Terug naar overzicht categorieën

Genetica

Wat vertellen onze genen ons?

De uitdaging

Van onze haarkleur tot de aanleg voor een bepaalde aandoening of ziekte: het merendeel van onze zichtbare en onzichtbare eigenschappen wordt bepaald door onze genen. We delen ze op in monogene en polygene kenmerken: de monogene worden veroorzaakt door één gen, bij de polygene liggen meerdere genen aan de basis. Vandaag zijn zo goed als alle monogene kenmerken en aandoeningen bekend. Een grotere uitdaging is het ontrafelen van eigenschappen waarvoor meerdere genen verantwoordelijk zijn en waarin ook omgevingsfactoren een rol kunnen spelen. Dat is cruciaal om meer inzicht te krijgen in de erfelijkheid van eigenschappen zoals intelligentie en gedragspatronen, en om aandoeningen zoals suikerziekte of alzheimer beter te begrijpen en te behandelen.

Hoe pakken we dit aan?

Sinds de revolutie in de genetica door de techniek genome-wide sequencing is het mogelijk om het volledige genoom van de mens snel en kostenefficiënt in kaart te brengen.

Door het erfelijk materiaal (DNA) van grote groepen mensen te bestuderen, kunnen duizenden genetische varianten aan het licht komen – stukjes DNA die verschillen van mens tot mens. De analyse van die data vormt een uitdaging, niet enkel door de complexiteit van ons erfelijk materiaal, maar ook omdat er niet altijd een een-op-eenverband bestaat tussen een variant en een kenmerk. Zo kan bijvoorbeeld de aanwezigheid van verschillende specifieke varianten samen een bepaald ziektebeeld veroorzaken. Dit vormt de basis van polygene kenmerken. Om de varianten te identificeren die een polygene eigenschap bepalen, moeten alle varianten van een genoom worden bekeken en gerangschikt worden op de waarschijnlijkheid dat ze iets te maken hebben met de eigenschap die we bestuderen. Het onderzoek naar polygene eigenschappen vraagt een multidisciplinaire aanpak. De bio-informatica kan ons helpen bij de analyse van ons genoom. Daarnaast moeten genetici, biotechnologen en biomedici onderzoeken of specifieke varianten inderdaad het verwachte kenmerk bepalen. Bij studies over gedragspatronen moeten ook specialisten in de psychologie en de sociologie betrokken worden.

BRONGEGEVENS -
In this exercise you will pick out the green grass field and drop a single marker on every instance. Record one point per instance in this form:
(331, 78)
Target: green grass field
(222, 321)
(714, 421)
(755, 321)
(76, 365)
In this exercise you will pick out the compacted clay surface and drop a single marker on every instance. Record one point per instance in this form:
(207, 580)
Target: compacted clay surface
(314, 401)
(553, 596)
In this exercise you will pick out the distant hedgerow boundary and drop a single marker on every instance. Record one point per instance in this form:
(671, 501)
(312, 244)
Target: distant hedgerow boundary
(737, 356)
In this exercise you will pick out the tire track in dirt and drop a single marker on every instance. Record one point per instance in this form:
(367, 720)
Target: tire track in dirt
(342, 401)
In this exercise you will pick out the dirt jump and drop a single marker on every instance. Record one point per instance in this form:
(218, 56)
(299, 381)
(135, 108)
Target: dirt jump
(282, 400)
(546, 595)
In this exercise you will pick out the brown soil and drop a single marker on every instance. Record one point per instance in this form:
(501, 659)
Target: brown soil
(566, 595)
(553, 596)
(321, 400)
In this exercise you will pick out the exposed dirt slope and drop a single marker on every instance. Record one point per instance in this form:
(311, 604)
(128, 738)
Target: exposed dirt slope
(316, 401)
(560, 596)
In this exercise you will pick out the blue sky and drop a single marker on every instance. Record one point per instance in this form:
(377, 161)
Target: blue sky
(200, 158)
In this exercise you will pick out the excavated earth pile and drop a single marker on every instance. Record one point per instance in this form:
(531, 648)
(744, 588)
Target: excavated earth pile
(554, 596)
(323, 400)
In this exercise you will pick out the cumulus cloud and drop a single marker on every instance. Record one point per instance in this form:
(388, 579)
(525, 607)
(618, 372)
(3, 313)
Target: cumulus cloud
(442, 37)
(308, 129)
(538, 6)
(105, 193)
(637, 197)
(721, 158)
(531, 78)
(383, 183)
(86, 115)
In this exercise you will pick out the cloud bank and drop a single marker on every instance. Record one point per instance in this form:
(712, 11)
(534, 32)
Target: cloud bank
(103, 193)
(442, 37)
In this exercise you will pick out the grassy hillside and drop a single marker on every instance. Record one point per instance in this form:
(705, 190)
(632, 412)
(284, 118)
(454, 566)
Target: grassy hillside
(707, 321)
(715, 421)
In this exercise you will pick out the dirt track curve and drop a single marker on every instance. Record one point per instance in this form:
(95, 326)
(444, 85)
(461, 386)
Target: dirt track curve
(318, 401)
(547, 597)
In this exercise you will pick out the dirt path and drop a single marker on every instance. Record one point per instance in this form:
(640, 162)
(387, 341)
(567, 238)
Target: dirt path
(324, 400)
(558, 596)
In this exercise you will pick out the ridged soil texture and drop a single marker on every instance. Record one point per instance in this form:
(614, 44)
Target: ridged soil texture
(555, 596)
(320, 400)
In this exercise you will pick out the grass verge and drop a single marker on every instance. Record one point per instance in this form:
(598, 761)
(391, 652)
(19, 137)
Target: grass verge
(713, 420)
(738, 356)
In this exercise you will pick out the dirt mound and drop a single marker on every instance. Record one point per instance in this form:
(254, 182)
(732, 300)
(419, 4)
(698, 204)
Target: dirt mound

OPDRACHT -
Som alle vakgebieden en specialisten op die volgens de tekst over genetica betrokken moeten worden bij het onderzoek naar polygene eigenschappen.

ANTWOORD -
- bio-informatica
- genetici
- biotechnologen
- biomedici
- specialisten in de psychologie (bij studies over gedragspatronen)
- specialisten in de sociologie (bij studies over gedragspatronen)